# Phorm gets UK government backing



## Jason (Jan 1, 2008)

*Phorm has received it's biggest endorsement yet - a statement from the UK government declaring its controversial ad targeting technology legal.
*
The Department for Business, Enterprise and Regulatory Reform has released a statement to European Union in response to questions from regulators. The statement said that Phorm is able to operate under existing laws.

"Users will be presented with an unavoidable statement about the product and asked to exercise choice about whether to be involved," the statement read. "Users will be able to easily access information on how to change their mind at any point and are free to opt in or out of the scheme," it continued.

By partnering with ISPs (Internet Service Providers) including BT, Phorm can target ads at users signed up to the providers. Phorm has unleashed a PR offensive having seen media scrutiny and consumer concerns grow to the point where anti-Phorm pressure groups have been formed.

SUPPLIED ENTRIES -
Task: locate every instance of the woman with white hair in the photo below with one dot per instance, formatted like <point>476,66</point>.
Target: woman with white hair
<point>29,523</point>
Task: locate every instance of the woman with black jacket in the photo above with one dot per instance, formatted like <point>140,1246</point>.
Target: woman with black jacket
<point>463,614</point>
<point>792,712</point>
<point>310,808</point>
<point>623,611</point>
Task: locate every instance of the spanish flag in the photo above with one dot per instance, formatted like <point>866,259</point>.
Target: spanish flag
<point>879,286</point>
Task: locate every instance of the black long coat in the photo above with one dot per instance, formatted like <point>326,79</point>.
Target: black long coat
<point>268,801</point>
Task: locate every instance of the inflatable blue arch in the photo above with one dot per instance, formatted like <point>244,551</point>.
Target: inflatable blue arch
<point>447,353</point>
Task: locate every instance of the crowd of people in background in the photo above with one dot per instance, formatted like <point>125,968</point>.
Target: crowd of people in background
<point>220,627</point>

REQUIRED ACTIONS -
• 1. In the Phorm post, which government department released the statement to the European Union?
• 2. Carry on the Phorm post from its final sentence onward.

ANSWERS TO THE PROBLEMS -
• 1. The Department for Business, Enterprise and Regulatory Reform.

• 2.
View: Brand Republic


----------



## TechGuy (Feb 12, 1999)

I guess this is a UK thing -- what does Phorm do?


----------



## Jason (Jan 1, 2008)

http://en.wikipedia.org/wiki/Phorm. Explains it better than I could. 



> Phorm is working with major US and British ISPs including British Telecom, Virgin Media, and TalkTalk on a targeted advertisement service to monitor browsing habits and serve relevant advertisements to the end user. Phorm say these deals will give them access to the surfing habits of 70% of British households with broadband.
> A diagram showing how the Phorm system creates copies of its tracking cookie in each domain the end-user visits, based on the report published by Richard Clayton.
> A diagram showing how the Phorm system creates copies of its tracking cookie in each domain the end-user visits, based on the report published by Richard Clayton.
> 
> ...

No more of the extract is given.